--- Start Excerpted data ---

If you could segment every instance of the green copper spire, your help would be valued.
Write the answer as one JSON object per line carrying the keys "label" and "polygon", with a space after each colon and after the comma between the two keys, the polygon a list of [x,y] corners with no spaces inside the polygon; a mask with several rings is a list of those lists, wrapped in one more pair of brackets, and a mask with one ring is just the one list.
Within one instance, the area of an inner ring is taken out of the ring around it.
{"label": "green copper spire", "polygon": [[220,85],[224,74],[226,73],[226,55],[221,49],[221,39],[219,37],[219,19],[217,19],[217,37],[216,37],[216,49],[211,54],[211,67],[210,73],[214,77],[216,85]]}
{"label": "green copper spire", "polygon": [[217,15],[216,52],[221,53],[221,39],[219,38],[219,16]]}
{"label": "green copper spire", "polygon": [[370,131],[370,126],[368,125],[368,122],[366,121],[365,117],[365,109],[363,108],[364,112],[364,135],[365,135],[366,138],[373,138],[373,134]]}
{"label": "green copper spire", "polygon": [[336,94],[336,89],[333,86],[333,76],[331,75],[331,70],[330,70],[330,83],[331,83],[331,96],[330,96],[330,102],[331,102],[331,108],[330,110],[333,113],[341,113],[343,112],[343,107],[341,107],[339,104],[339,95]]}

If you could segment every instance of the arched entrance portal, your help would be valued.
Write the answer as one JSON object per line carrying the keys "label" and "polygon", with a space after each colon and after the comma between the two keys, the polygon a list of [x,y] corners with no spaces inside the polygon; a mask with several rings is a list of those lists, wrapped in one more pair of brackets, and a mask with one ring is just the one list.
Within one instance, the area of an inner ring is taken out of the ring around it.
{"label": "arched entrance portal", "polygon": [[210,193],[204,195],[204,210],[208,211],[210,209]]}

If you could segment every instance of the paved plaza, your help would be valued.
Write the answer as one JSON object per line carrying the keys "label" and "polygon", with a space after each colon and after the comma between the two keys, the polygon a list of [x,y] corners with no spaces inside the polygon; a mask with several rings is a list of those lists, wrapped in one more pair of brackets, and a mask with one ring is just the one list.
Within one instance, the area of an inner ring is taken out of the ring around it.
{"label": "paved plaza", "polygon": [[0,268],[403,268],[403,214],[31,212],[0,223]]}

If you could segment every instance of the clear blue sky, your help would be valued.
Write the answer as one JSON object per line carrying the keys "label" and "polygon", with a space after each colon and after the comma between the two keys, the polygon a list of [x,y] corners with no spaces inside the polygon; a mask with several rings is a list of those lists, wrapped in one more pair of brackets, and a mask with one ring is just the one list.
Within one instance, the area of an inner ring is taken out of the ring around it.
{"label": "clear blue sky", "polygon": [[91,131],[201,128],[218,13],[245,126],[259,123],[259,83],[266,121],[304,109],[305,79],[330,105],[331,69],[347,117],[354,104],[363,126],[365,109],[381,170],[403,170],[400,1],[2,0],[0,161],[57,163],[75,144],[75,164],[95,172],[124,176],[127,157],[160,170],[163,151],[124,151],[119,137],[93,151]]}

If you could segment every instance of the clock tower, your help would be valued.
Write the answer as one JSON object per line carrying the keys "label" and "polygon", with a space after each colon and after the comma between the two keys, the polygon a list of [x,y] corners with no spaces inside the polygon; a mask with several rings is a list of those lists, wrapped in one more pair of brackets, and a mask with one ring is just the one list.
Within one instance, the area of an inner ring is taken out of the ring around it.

--- End Excerpted data ---

* [What to produce]
Copy exactly the lines above, from the one containing "If you could segment every instance of the clock" through the very last line.

* [Solution for this problem]
If you could segment every instance of the clock tower, your help would be valued.
Write the answer as one JSON object per line carrying the keys "label" and "polygon", with a space after each colon and after the comma between the two keys, the polygon a list of [x,y] corners with no spaces inside the polygon; a mask with several rings is a list of those lists, wrapped in one more pair of brackets, and a mask with one ring is just the one list.
Within one instance, the area of an inner ring is taken out of the ring around it.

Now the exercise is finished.